■ Description of the task ■
Could you please write out the data shown below, exactly and in full?

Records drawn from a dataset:

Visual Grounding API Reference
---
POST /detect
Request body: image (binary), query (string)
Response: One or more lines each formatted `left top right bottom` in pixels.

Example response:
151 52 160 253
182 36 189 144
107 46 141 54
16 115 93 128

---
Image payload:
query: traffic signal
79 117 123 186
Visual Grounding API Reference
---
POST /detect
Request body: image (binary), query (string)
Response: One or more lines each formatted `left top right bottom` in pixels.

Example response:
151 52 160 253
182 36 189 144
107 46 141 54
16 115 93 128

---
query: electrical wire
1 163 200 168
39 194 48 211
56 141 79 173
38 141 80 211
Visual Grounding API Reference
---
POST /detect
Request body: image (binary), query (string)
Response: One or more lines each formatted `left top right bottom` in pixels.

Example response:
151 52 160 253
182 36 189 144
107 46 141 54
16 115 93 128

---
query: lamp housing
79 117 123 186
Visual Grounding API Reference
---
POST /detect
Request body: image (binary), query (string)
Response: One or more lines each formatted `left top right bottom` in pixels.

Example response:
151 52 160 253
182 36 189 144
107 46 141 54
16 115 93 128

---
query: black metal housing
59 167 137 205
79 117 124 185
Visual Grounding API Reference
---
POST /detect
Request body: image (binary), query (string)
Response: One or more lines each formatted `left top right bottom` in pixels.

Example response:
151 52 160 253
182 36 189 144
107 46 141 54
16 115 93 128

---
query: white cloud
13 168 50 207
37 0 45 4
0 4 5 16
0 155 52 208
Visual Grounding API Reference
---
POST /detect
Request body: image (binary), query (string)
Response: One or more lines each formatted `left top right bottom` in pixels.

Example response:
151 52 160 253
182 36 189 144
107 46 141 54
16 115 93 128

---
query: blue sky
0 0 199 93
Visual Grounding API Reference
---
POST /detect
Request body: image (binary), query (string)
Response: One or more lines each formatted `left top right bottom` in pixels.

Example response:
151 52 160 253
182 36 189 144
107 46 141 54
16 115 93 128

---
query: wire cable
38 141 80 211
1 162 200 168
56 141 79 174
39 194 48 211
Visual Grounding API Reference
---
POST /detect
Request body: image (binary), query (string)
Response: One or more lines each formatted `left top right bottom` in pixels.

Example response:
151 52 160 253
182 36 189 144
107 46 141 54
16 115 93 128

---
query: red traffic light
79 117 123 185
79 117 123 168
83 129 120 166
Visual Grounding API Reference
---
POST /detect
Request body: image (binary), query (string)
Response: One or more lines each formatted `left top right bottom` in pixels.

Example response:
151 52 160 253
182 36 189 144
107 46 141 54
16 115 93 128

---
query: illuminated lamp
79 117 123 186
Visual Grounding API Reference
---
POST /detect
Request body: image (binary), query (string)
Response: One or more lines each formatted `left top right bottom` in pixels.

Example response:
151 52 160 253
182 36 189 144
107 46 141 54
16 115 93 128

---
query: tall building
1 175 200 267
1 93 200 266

■ Solution ■
Visual Grounding API Reference
---
POST /detect
Request body: image (binary), query (string)
Response: One or more lines each formatted `left top right bottom` in pixels.

Example response:
151 52 160 253
182 36 189 144
107 46 141 54
16 115 93 128

---
Image payload:
query: traffic signal
79 117 123 186
Visual Grounding API Reference
---
POST /detect
Request body: image (binary), query (string)
Response: One or more lines each formatted `left top right bottom` in pixels.

Example response:
151 52 160 253
182 36 189 144
107 46 141 54
16 115 93 128

---
query: electrical wire
1 163 200 168
39 194 48 211
56 141 79 173
38 141 80 211
Visual Grounding API Reference
---
POST /detect
Request body: image (binary), query (string)
Response: One or more lines each formatted `left top right bottom` in pixels.

Example response:
151 52 160 253
182 36 189 144
107 46 141 54
16 115 93 128

---
query: lamp housing
79 117 123 186
Visual Grounding API Reference
---
POST /detect
Request body: image (binary), query (string)
Response: One or more lines each formatted `left top right bottom` in pixels.

Example response:
151 52 160 253
182 36 189 144
107 46 141 54
16 115 93 128

---
query: black metal housing
59 167 137 205
79 117 124 185
Visual Grounding API Reference
---
POST /detect
Request body: image (binary), query (string)
Response: One or more lines each formatted `left top right bottom` in pixels.

Example response:
151 52 160 253
182 36 189 144
107 46 141 54
16 115 93 128

---
query: white cloud
13 168 50 207
37 0 45 4
0 4 5 16
0 155 52 208
Visual Grounding API Reference
---
POST /detect
Request body: image (binary), query (string)
Response: One or more lines each formatted `left top right bottom` in pixels.

Example response:
151 52 160 253
182 36 189 144
107 46 141 54
16 115 93 128

---
query: blue sky
0 0 199 93
Visual Grounding API Reference
---
POST /detect
Request body: image (binary), query (string)
Response: One or more lines each formatted `left top right bottom` in pixels.

Example response:
151 52 160 253
182 36 189 144
107 46 141 54
16 115 93 128

---
query: wire cable
38 141 80 211
1 162 200 168
56 141 79 174
39 194 48 211
Visual Grounding API Reference
---
POST /detect
Request body: image (binary), query (string)
Response: One or more lines each formatted `left top right bottom` in pixels.

Example response:
151 52 160 253
182 36 189 144
107 46 141 54
16 115 93 128

---
query: red traffic light
79 117 123 185
79 117 123 168
83 129 120 166
Visual Grounding API Reference
---
POST /detect
Request body: image (binary), query (string)
Response: One or more lines each formatted `left top right bottom` in pixels.

Example response:
151 52 160 253
182 36 189 144
107 46 141 54
16 115 93 128

---
query: illuminated lamp
79 117 123 186
Visual Grounding API Reference
---
POST /detect
Request body: image (binary), query (string)
Response: One or more lines each formatted `left top right bottom` in pixels.

Example response:
151 52 160 253
182 36 189 144
107 46 141 54
16 115 93 128

---
query: tall building
1 175 200 267
1 93 200 266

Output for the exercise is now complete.